══ RECORDS SUPPLIED ══

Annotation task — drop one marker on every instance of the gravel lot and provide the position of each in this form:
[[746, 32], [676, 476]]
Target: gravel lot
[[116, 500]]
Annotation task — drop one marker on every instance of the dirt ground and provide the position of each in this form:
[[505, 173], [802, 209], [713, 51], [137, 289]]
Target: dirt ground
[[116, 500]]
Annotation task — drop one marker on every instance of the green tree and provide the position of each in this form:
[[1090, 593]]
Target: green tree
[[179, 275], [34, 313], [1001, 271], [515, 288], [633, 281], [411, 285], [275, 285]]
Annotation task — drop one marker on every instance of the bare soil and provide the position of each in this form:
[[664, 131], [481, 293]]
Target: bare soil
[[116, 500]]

═══

GIVEN EXERCISE
Write out all the rows above again, requests included, and shift every point coordinate in the answers by -7. Keep the sample coordinates inside the requests unchanged.

RESULT OF THIS TASK
Annotation task — drop one marker on every instance of the gravel lot and provide the position of each in this form:
[[746, 32], [676, 476]]
Target: gravel lot
[[109, 493]]
Annotation task — drop one marker on every instance of the dirt ground and provide the position of each in this form:
[[505, 173], [802, 209], [713, 51], [137, 289]]
Target: dirt ground
[[109, 493]]
Annotation task — drop one marker on every instance of the green tree and provide the position of each in this form:
[[1090, 593]]
Target: green tree
[[172, 268], [27, 306], [994, 264], [508, 281], [626, 274], [404, 278], [268, 278]]
Annotation task — drop one marker on every instance of the bare soil and provide the position of each in this form:
[[664, 131], [481, 293]]
Target: bare soil
[[109, 493]]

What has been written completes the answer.